-- start --
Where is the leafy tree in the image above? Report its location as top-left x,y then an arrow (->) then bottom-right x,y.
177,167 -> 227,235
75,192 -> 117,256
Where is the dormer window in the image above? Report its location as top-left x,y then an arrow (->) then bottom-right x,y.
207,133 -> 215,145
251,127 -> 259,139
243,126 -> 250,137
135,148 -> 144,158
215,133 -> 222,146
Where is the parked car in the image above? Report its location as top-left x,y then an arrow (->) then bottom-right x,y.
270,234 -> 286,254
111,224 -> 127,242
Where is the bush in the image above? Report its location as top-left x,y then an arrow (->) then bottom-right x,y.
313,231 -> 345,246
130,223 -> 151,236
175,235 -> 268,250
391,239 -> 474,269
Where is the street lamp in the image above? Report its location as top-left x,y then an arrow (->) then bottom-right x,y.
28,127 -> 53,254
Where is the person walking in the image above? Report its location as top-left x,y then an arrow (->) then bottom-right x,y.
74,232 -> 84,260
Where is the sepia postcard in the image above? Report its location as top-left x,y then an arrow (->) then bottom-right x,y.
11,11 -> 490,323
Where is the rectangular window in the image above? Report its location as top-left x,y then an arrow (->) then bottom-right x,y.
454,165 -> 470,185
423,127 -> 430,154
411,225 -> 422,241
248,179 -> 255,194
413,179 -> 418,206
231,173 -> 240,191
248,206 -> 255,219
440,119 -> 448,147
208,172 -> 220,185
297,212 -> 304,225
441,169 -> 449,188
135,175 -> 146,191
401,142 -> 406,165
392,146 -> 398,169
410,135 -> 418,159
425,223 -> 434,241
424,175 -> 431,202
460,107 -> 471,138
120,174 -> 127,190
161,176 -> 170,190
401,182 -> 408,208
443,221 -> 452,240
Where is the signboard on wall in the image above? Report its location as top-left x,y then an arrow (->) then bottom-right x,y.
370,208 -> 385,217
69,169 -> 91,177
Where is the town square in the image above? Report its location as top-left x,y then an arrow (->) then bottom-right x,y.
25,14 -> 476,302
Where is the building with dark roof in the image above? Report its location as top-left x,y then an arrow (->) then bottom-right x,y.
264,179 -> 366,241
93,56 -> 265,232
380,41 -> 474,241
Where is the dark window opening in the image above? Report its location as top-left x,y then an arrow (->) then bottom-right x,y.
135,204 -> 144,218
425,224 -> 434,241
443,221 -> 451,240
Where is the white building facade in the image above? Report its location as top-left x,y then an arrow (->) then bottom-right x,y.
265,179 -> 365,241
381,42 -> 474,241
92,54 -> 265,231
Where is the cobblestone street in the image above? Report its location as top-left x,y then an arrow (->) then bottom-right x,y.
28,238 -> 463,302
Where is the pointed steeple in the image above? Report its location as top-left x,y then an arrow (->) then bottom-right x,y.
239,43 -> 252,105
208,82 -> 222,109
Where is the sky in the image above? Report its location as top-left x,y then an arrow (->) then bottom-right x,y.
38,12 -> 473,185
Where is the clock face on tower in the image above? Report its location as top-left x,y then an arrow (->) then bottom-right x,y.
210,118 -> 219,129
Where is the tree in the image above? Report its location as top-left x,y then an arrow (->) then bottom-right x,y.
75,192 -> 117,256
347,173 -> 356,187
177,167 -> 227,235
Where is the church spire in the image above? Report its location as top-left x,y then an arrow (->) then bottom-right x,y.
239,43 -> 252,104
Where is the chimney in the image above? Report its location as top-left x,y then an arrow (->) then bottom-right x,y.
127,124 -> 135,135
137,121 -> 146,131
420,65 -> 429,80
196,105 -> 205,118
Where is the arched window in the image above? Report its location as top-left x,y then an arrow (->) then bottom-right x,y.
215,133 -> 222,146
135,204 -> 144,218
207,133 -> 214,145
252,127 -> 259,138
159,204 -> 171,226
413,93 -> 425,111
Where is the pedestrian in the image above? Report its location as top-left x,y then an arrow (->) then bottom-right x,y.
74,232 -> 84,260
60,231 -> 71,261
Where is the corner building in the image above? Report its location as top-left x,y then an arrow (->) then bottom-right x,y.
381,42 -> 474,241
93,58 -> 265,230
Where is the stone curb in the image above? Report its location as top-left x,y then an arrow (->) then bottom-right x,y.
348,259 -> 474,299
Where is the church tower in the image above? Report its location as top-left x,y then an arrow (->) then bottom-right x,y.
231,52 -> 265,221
-- end --
→ **What the exercise asks**
From the preceding material, extract every line exactly.

→ **Final result**
Where is the leafy tree in the image above? Report its location as top-left x,y then an arrow (->) then bottom-right x,y.
177,167 -> 227,235
75,192 -> 117,256
Where is the dormer window in the image above? Report its location as top-left x,y then an arrow (->) then bottom-right x,y.
207,133 -> 215,145
251,127 -> 259,139
243,126 -> 250,137
135,148 -> 144,158
215,133 -> 222,146
Where is the parked car in the image above? Report its location as top-left x,y then an arrow (->) then bottom-right x,y.
270,234 -> 286,254
111,224 -> 127,242
Where is the bush in the image above? Report its location as top-left x,y then an arrow (->) then bottom-right x,y.
313,231 -> 345,246
130,223 -> 151,236
175,235 -> 268,250
391,239 -> 474,269
Where is the street lamp in the image above? Report its location as top-left x,y then an arrow (->) then bottom-right x,y.
28,127 -> 53,254
Where is the person walking in the image above? Report its location as top-left x,y then an arrow (->) then bottom-right x,y.
74,232 -> 84,260
Where is the sepia postcard in the image above? Report its location as top-left x,y then an arrow (->) then bottom-right x,y.
11,11 -> 490,323
Where is the rectangular window in the image above? Report its location as top-left x,y then an arrow (->) then bottom-right x,y.
454,165 -> 470,185
423,127 -> 430,154
411,225 -> 422,241
248,179 -> 255,194
413,179 -> 418,206
231,173 -> 240,191
248,206 -> 255,219
440,119 -> 448,147
208,172 -> 220,185
297,212 -> 304,225
441,169 -> 449,188
135,175 -> 146,191
401,142 -> 406,165
392,146 -> 398,169
410,135 -> 418,159
425,223 -> 434,241
424,175 -> 431,202
460,107 -> 471,138
120,174 -> 127,190
161,176 -> 170,190
401,182 -> 408,208
443,221 -> 452,240
Where is the signboard on wall in the image above? Report its location as top-left x,y then an arrow (->) then bottom-right x,y.
370,208 -> 385,217
69,169 -> 91,177
Where is the town square in the image above? Report its location as top-left x,y then an arrow (->) then bottom-right x,y.
25,14 -> 476,302
Where is the building with dark roof in the image above? Report its location as top-left x,y then an arrow (->) then bottom-right x,y.
264,179 -> 366,241
93,56 -> 265,232
380,41 -> 474,241
Where is the dark window opening in the image above? Report its location as top-left x,y then an arrow (->) then bottom-right x,y.
135,204 -> 144,218
425,224 -> 434,241
443,221 -> 451,240
Where is the white building facade in the image above? Report its location as top-left x,y then an arrow (->) then bottom-right x,y.
265,179 -> 365,241
381,42 -> 474,241
92,54 -> 265,231
Where is the cobblestone street in the image above? Report its location as top-left x,y then an arrow (->) then bottom-right x,y.
28,238 -> 463,302
Where is the pointed steeple in the image above? Report its location as top-left x,y then an arrow (->) then bottom-right x,y.
239,43 -> 252,105
208,82 -> 222,109
Where is the sky in the image above? Report its location as top-left x,y then an arrow (->) then bottom-right x,y.
38,12 -> 473,185
Where is the clock face on tower in the image above? Report its location as top-left x,y then an arrow (->) then bottom-right x,y.
210,118 -> 219,129
Where is the tree in the image above? Report its location as top-left x,y then an arrow (->) then bottom-right x,y.
75,192 -> 117,256
347,173 -> 356,187
177,167 -> 227,235
Where is the church spire in the image above? Report its location as top-left x,y then an arrow (->) then bottom-right x,y.
239,43 -> 252,104
Where is the chimney in the image above? Report its location as top-left x,y then an arrow (->) then bottom-right x,y.
127,124 -> 135,135
137,121 -> 146,131
420,65 -> 429,80
196,105 -> 205,118
Where is the arched window in the image above? Report its location as top-left x,y then an arrow (->) then bottom-right x,y.
215,133 -> 222,146
135,204 -> 144,218
207,133 -> 214,145
252,127 -> 259,138
159,204 -> 171,226
413,93 -> 425,111
Where is the pedestrian in the image above? Report its location as top-left x,y then an arrow (->) then bottom-right x,y.
74,232 -> 84,260
60,231 -> 71,261
Where is the corner building in the image above? Report its location as top-left x,y then an arrow (->) then bottom-right x,y.
381,42 -> 474,241
93,58 -> 265,230
Where is the stone curb in the image above? Report its location as top-left x,y then an arrow (->) then bottom-right x,y.
348,259 -> 474,299
Where is the church tower in the image above? Report its location as top-left x,y then an arrow (->) then bottom-right x,y.
231,52 -> 265,221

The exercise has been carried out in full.